SUPPLIED PASSAGE |
========================================================================
This article originally appeared in Golfweek - read it here.

The best part of any golf trip is all the golf – of course – followed by more golf, with a high chance of still more golf tomorrow. More shots, more greens, more of everything. Wake up before the sun, launch the day off the first tee, keep swinging until the cart attendants round you up in the dark.

If the courses are of high quality, even better. Should they be ranked among the best in their state, greater still.

But few resorts offer seemingly endless great golf within their confines. One or two courses are the norm, then players are forced to book elsewhere for that more-golf-all-the-time fanaticism. Only a handful of properties include enough golf to keep players swinging on highly rated and fresh-to-them courses for days on end. It’s not overly difficult to jump around from resort to resort if golfers plan well in advance, but there’s much to be said for the ease of use in finding one golf vacation spot with great holes stretching for days.

Examples in the U.S. include Bandon Dunes Golf Resort in Oregon, home to five top-ranked 18-hole courses. Pinehurst and its smorgasbord of golf holes – anchored by the famed No. 2 – with five courses ranked inside the top 15 public-access layouts in North Carolina. Destination Kohler in Wisconsin and its four highly ranked courses that include Whistling Straits.

And Reynolds Lake Oconee in Georgia, home to five of the top 15 public-access courses in Georgia on Golfweek’s Best Courses You Can Play list.

A massive Central Georgia property sprawling across some 12,000 acres on the shores of its namesake lake about 85 miles southeast of Atlanta, Reynolds Lake Oconee offers five courses open to guests of the on-property Ritz-Carlton hotel or cottages operated by the community, and club members have access to a sixth layout. That makes it 42,336 yards of golf in all, more than 24 miles.

And after leaving the luxurious lobby of the Ritz-Carlton, none of it feels like a resort. That’s by design, and it’s a good thing.
========================================================================
AVAILABLE DATA |

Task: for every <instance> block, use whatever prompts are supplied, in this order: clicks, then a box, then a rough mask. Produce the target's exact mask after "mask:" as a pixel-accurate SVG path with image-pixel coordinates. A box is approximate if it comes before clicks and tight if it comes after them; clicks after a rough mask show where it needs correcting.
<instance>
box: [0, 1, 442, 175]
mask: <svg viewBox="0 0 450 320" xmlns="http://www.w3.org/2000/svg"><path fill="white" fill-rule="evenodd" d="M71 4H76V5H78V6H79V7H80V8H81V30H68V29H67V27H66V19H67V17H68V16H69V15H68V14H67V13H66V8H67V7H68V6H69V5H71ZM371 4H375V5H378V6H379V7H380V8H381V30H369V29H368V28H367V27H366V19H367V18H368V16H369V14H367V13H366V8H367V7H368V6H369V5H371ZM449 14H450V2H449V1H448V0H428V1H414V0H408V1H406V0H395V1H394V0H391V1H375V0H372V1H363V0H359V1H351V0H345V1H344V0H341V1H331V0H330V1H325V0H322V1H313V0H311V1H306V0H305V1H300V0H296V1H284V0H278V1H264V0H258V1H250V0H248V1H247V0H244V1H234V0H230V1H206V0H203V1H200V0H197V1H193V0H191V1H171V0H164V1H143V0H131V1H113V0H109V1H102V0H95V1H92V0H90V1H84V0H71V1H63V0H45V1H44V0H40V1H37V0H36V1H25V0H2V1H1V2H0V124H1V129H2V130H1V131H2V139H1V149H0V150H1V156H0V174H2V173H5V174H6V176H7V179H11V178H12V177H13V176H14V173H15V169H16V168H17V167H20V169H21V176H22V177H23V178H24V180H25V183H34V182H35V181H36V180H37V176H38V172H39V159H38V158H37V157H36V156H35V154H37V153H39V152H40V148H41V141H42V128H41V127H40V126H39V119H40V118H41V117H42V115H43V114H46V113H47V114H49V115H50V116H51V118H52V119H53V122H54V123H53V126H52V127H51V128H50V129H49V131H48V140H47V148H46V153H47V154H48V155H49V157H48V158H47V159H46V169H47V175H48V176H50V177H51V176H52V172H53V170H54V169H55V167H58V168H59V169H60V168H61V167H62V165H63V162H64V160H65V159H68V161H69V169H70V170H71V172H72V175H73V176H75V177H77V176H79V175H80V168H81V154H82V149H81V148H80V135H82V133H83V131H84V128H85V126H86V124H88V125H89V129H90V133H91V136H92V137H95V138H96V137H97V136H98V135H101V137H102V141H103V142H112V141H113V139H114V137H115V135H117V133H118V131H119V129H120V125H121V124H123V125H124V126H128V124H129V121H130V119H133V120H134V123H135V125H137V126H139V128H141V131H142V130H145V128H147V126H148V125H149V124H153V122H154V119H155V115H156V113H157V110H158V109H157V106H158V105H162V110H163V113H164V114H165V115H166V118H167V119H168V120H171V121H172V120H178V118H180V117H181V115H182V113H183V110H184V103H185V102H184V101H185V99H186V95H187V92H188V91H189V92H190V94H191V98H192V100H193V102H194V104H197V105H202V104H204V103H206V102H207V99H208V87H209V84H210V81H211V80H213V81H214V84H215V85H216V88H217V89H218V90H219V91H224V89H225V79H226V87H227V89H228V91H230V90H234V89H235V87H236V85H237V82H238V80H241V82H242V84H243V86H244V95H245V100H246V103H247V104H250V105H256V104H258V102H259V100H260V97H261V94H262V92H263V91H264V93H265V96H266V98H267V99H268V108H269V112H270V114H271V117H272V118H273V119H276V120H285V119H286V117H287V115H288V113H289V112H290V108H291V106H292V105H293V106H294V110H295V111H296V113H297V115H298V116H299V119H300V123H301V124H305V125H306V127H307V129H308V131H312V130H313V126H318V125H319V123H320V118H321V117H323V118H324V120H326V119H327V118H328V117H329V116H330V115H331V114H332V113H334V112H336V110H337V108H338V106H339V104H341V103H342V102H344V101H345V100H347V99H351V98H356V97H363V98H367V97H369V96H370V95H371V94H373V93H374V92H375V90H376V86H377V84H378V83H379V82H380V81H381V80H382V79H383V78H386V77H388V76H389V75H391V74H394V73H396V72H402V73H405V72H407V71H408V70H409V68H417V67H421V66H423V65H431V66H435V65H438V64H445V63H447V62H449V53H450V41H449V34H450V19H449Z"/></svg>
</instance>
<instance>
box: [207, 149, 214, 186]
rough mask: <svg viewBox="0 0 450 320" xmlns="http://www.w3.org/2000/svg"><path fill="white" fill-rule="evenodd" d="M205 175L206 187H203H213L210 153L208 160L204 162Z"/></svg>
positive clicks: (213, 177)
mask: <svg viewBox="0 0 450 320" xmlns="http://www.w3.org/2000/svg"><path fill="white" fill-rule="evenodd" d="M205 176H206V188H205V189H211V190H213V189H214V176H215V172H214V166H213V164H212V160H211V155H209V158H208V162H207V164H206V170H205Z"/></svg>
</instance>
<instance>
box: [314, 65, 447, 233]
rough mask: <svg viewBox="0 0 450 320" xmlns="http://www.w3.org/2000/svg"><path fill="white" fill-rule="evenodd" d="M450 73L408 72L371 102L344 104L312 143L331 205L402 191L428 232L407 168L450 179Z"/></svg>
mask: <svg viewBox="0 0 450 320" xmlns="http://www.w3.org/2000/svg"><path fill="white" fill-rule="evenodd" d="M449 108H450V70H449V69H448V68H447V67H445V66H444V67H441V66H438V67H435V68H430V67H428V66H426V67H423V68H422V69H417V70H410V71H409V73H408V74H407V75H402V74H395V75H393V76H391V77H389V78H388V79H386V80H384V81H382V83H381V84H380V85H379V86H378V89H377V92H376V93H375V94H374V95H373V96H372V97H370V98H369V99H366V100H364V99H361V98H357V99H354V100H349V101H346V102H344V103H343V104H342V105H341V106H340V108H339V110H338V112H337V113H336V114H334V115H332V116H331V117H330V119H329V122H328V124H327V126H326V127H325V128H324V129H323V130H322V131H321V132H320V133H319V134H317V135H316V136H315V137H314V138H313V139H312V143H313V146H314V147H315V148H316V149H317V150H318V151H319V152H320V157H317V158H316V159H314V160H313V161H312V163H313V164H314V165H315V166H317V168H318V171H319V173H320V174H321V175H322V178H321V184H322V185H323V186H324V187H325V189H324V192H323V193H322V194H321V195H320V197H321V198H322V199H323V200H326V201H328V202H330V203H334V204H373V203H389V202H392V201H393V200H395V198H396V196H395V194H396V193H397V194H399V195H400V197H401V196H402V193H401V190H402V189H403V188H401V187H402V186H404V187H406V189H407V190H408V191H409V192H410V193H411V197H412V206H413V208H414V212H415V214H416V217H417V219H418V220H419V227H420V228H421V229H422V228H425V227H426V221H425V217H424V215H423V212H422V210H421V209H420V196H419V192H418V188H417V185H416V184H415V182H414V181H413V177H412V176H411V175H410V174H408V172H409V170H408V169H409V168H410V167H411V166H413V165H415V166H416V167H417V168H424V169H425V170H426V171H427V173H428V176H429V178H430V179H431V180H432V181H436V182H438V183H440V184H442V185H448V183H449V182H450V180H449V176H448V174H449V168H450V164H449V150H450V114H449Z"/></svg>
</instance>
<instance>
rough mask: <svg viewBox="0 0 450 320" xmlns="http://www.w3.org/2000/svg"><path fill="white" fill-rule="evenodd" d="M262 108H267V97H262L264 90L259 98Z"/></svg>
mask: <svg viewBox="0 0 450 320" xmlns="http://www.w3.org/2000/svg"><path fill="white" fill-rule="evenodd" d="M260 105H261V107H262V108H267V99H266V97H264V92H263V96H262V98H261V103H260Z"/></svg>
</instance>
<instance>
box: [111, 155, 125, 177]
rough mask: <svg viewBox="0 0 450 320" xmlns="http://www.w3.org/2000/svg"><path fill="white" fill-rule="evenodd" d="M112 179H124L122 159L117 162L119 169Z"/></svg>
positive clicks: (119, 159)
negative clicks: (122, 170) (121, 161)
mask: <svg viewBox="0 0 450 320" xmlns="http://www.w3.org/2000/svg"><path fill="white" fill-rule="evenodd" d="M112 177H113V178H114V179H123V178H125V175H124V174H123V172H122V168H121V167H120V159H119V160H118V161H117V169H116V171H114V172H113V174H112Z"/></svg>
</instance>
========================================================================
TASK INSTRUCTIONS |
[A] In the golf resort article, rewrite the paragraph that begins "A massive Central Georgia property" as a short bulleted list, keeping its main facts.
[B] Answer these questions from the golf resort article, one per line:
(i) How many top-ranked 18-hole courses does Bandon Dunes Golf Resort have?
(ii) Which course is named among Destination Kohler's highly ranked courses?
(iii) How far from Atlanta, and in which direction, is Reynolds Lake Oconee?
The listing was taken from a separate source.

RESPONSES IN ORDER |
[A]
- Reynolds Lake Oconee covers about 12,000 acres in Central Georgia, on the shores of its namesake lake.
- It lies about 85 miles southeast of Atlanta.
- Five courses are open to guests of the on-property Ritz-Carlton hotel or of the cottages the community operates.
- Club members can also play a sixth layout.
- Altogether, the golf totals 42,336 yards, more than 24 miles.

[B]
(i) Five.
(ii) Whistling Straits.
(iii) About 85 miles southeast.